* **WORK TO BE COMPLETED**: Pull out every line of the records below that contains the word "stone", and copy each of those lines unchanged.

* **SUPPLIED ENTRIES**:
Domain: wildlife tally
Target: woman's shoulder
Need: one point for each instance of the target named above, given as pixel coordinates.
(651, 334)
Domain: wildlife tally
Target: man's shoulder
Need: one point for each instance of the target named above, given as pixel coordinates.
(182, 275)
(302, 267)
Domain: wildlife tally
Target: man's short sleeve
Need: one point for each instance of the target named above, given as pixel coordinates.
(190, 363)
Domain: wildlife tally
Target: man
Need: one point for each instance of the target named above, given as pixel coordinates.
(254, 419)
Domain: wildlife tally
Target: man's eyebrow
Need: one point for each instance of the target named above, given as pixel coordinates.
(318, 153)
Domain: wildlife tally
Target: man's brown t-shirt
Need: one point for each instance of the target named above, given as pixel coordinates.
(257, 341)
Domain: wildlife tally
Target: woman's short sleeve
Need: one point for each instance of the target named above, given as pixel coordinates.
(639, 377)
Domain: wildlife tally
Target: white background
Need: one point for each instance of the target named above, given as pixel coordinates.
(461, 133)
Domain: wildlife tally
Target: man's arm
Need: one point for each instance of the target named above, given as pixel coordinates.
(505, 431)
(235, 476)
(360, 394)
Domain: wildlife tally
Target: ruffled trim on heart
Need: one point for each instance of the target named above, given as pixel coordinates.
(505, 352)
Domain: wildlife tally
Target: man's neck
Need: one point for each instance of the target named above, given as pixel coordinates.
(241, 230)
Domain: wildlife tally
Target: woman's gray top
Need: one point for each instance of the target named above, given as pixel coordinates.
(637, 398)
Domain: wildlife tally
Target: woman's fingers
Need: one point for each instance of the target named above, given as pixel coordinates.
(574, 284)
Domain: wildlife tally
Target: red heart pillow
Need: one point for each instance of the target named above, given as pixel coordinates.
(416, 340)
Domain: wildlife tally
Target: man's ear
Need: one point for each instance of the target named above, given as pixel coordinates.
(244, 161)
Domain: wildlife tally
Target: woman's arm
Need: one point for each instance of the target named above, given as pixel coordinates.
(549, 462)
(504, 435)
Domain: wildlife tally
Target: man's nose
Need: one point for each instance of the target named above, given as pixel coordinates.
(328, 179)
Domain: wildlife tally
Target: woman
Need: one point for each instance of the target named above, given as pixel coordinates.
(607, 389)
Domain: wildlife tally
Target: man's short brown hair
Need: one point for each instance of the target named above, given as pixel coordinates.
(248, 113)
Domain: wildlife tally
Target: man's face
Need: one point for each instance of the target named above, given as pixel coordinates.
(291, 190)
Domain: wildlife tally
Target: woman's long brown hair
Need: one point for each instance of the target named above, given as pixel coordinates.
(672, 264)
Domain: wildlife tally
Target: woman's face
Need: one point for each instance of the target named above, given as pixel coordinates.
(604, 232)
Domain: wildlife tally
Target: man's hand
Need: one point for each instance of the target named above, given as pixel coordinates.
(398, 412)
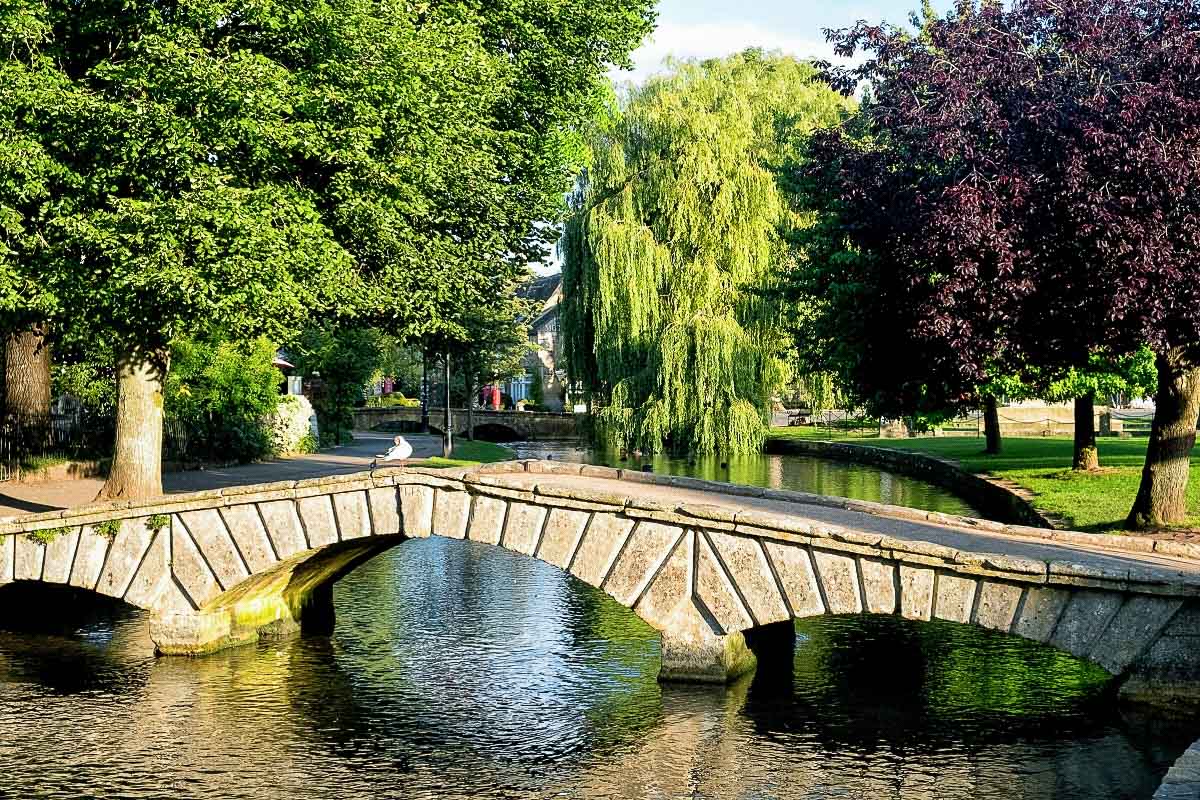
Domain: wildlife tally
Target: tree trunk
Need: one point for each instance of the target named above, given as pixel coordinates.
(448, 435)
(991, 425)
(28, 374)
(137, 459)
(1087, 457)
(471, 409)
(1163, 494)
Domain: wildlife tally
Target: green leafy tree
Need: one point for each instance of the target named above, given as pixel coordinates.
(175, 170)
(679, 227)
(223, 392)
(341, 360)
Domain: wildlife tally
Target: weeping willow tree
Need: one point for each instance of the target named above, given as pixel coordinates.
(677, 232)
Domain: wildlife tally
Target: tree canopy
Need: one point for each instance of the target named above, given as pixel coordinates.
(1019, 191)
(679, 226)
(175, 169)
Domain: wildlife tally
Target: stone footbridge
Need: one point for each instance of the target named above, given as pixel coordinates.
(712, 566)
(501, 425)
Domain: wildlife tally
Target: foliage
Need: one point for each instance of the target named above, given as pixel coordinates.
(288, 426)
(341, 360)
(678, 226)
(156, 523)
(108, 528)
(47, 535)
(172, 172)
(91, 380)
(225, 392)
(1020, 228)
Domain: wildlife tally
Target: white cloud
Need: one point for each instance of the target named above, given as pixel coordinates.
(714, 38)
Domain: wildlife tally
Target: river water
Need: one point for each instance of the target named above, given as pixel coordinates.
(461, 671)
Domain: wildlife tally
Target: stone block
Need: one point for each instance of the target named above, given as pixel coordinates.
(7, 559)
(1132, 631)
(451, 512)
(60, 557)
(793, 565)
(89, 558)
(645, 552)
(30, 559)
(353, 516)
(694, 653)
(562, 536)
(522, 529)
(384, 511)
(153, 575)
(717, 593)
(917, 593)
(250, 535)
(600, 473)
(191, 570)
(283, 527)
(997, 605)
(955, 597)
(1041, 612)
(879, 585)
(487, 519)
(211, 536)
(839, 579)
(319, 524)
(124, 558)
(748, 566)
(417, 510)
(671, 587)
(599, 548)
(1084, 620)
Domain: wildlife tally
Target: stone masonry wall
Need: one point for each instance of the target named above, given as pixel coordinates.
(696, 572)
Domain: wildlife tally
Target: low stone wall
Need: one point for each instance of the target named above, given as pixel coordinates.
(991, 497)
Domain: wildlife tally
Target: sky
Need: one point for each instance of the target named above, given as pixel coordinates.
(711, 28)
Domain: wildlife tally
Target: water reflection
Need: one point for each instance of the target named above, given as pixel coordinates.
(460, 671)
(798, 473)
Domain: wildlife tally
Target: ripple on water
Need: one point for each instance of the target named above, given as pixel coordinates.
(460, 671)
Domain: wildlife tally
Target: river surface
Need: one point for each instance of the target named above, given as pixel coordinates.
(462, 671)
(798, 473)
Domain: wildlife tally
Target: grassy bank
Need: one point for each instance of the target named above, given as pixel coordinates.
(1087, 501)
(469, 453)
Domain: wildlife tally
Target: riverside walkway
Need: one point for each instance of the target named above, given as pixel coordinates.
(719, 570)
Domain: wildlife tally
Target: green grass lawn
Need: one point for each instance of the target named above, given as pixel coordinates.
(469, 453)
(1087, 501)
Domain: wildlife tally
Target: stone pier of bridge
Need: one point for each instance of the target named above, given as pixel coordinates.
(720, 571)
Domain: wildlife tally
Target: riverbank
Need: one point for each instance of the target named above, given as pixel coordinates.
(17, 499)
(1091, 501)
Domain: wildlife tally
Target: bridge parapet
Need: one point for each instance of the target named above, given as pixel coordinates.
(519, 425)
(702, 563)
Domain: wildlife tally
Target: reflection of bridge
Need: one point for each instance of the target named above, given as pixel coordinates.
(702, 563)
(492, 425)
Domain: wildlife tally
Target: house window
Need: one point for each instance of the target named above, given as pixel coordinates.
(519, 388)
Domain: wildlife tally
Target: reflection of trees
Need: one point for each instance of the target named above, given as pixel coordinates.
(69, 641)
(461, 671)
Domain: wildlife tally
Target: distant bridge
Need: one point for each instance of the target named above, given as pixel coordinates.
(708, 565)
(492, 425)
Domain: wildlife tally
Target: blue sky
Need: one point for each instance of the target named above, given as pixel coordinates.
(711, 28)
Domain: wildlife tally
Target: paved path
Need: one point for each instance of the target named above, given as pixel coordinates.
(904, 529)
(18, 499)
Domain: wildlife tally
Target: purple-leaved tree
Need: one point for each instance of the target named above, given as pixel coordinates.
(1023, 190)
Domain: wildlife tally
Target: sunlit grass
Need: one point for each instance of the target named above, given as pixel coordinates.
(1085, 500)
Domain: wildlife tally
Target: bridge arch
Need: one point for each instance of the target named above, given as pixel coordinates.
(702, 563)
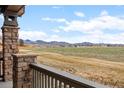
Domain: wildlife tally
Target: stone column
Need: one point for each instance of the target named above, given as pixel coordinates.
(22, 73)
(10, 46)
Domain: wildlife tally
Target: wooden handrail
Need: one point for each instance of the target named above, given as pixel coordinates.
(63, 77)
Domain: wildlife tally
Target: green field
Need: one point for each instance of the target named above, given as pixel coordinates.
(115, 54)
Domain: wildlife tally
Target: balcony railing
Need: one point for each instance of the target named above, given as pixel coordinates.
(48, 77)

* **WRITTEN RESPONSE**:
Target: stone footbridge
Target: stone block
Target: stone masonry wall
Target: low stone wall
Target: stone pier of bridge
Target: stone column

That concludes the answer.